GIVEN PROBLEM:
Report each line of the material that contains the string "cart", treating uppercase and lowercase as different.

SUPPLIED ENTRIES:
********************

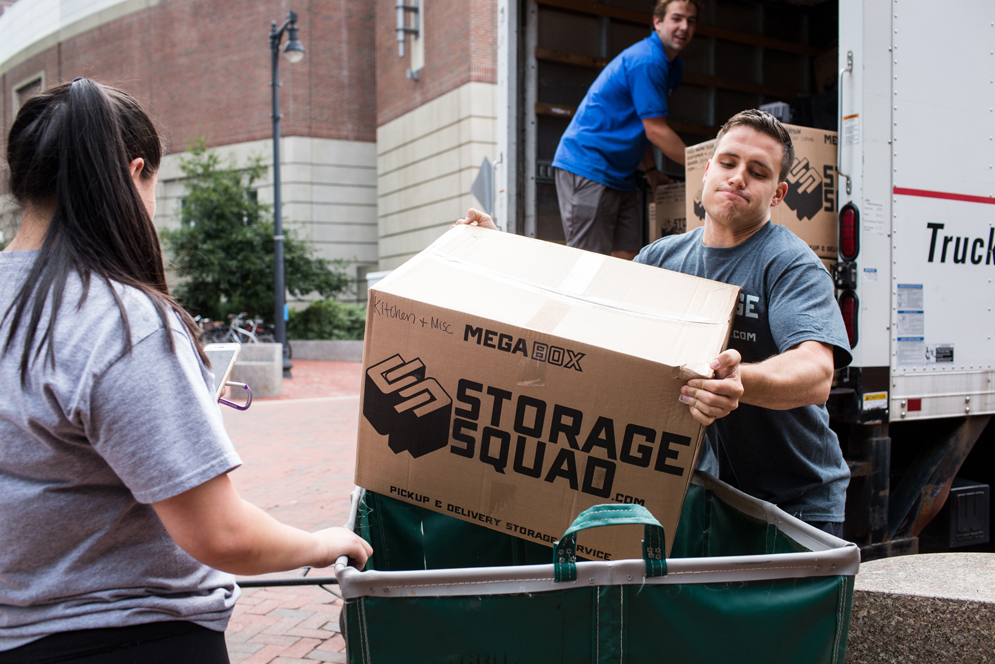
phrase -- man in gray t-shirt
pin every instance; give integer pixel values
(769, 429)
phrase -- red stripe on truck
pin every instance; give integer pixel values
(902, 191)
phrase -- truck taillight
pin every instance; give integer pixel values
(849, 308)
(849, 232)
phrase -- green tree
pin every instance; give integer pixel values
(223, 250)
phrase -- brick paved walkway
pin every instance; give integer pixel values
(299, 454)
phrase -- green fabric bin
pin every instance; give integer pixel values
(745, 582)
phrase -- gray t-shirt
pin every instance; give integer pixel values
(84, 449)
(790, 458)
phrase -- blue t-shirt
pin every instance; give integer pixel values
(605, 140)
(790, 457)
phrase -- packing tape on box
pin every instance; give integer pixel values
(581, 274)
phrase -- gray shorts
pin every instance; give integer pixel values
(596, 217)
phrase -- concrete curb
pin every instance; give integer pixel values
(333, 351)
(260, 366)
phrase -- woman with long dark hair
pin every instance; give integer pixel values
(119, 527)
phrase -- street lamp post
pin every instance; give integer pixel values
(294, 52)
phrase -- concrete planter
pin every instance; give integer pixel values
(335, 351)
(260, 366)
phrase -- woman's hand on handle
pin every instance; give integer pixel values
(477, 218)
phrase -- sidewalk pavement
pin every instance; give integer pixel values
(299, 455)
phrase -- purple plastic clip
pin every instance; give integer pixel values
(232, 404)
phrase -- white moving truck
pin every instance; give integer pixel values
(910, 86)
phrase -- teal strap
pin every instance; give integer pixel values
(654, 538)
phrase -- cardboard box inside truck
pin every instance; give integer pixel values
(669, 211)
(514, 383)
(809, 210)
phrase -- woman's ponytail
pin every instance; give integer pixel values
(71, 147)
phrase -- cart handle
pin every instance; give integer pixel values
(654, 538)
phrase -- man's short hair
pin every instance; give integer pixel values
(765, 123)
(661, 7)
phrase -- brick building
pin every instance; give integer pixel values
(376, 162)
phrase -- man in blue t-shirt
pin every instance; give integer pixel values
(768, 429)
(609, 136)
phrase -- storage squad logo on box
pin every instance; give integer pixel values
(511, 433)
(412, 410)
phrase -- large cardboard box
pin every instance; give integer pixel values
(810, 207)
(513, 383)
(669, 211)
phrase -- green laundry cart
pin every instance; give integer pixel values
(745, 582)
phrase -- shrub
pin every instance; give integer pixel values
(223, 249)
(328, 319)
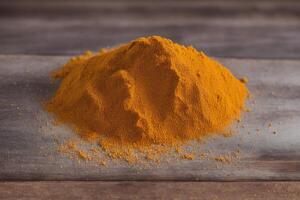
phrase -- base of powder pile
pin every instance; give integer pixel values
(87, 151)
(144, 99)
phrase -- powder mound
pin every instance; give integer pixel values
(150, 91)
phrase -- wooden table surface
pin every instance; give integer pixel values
(268, 32)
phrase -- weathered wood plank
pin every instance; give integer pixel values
(150, 190)
(27, 153)
(259, 29)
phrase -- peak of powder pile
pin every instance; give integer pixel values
(149, 91)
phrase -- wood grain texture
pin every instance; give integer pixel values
(258, 29)
(28, 150)
(150, 190)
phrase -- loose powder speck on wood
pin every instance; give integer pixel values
(150, 92)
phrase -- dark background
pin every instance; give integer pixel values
(255, 29)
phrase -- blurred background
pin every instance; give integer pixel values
(232, 28)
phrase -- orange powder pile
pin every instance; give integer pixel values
(148, 92)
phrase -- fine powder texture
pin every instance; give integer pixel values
(150, 91)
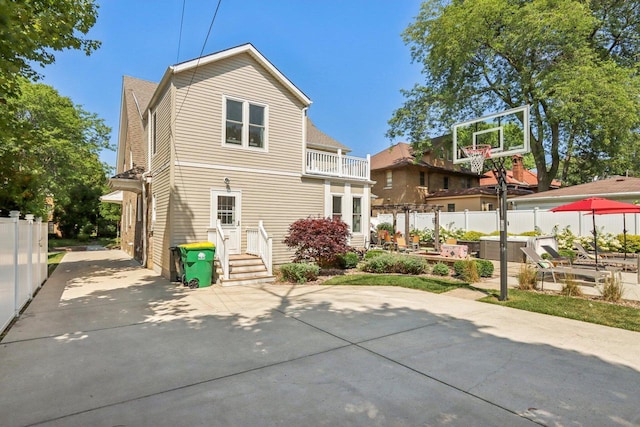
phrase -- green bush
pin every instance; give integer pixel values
(393, 263)
(299, 272)
(485, 267)
(348, 260)
(472, 236)
(441, 269)
(385, 226)
(374, 253)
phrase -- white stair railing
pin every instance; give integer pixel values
(260, 244)
(217, 237)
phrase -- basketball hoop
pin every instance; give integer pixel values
(477, 154)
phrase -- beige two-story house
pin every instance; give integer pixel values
(222, 150)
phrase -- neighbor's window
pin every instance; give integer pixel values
(245, 124)
(336, 210)
(357, 215)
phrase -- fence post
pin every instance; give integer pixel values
(29, 218)
(15, 216)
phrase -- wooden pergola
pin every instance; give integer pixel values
(407, 208)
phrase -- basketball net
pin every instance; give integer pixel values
(476, 155)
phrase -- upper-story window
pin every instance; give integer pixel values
(245, 124)
(389, 181)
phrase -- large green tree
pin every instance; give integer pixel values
(574, 62)
(53, 152)
(31, 31)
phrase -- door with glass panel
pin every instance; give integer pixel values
(226, 208)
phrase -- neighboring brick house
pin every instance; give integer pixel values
(517, 178)
(400, 178)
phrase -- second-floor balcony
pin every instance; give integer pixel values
(337, 164)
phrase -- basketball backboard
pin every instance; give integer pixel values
(507, 133)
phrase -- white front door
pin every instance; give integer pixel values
(226, 208)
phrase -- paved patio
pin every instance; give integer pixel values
(107, 343)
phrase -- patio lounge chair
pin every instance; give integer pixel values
(582, 256)
(555, 256)
(545, 266)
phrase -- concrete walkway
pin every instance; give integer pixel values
(107, 343)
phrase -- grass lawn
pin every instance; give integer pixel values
(586, 310)
(107, 242)
(617, 316)
(424, 283)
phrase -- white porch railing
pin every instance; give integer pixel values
(260, 244)
(218, 238)
(332, 164)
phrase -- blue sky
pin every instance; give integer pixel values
(347, 56)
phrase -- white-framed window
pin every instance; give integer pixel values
(154, 133)
(336, 209)
(356, 225)
(245, 124)
(153, 208)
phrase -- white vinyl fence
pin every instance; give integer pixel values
(519, 221)
(23, 263)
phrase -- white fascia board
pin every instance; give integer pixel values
(251, 50)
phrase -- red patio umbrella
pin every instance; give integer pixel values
(623, 211)
(597, 206)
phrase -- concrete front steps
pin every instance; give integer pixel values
(246, 270)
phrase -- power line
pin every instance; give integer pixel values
(193, 75)
(180, 35)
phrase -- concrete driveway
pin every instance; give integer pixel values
(107, 343)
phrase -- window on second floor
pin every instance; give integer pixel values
(245, 124)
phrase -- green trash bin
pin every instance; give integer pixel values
(197, 259)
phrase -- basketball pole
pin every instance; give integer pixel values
(500, 174)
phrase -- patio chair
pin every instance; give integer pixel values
(555, 256)
(544, 266)
(582, 256)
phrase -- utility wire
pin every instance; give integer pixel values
(193, 75)
(184, 2)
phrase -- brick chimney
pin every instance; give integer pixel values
(518, 168)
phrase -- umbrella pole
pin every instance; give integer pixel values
(595, 235)
(624, 231)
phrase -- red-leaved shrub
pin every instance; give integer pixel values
(318, 239)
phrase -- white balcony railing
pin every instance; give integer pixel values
(337, 164)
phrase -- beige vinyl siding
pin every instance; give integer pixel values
(164, 119)
(200, 124)
(276, 200)
(162, 227)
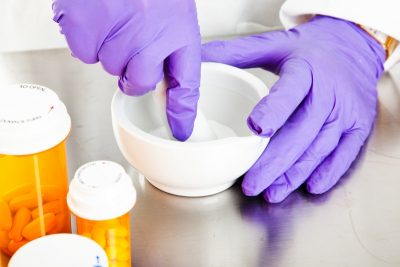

********************

ANSWER TO THIS TASK:
phrase -- cart handle
phrase -- green laundry cart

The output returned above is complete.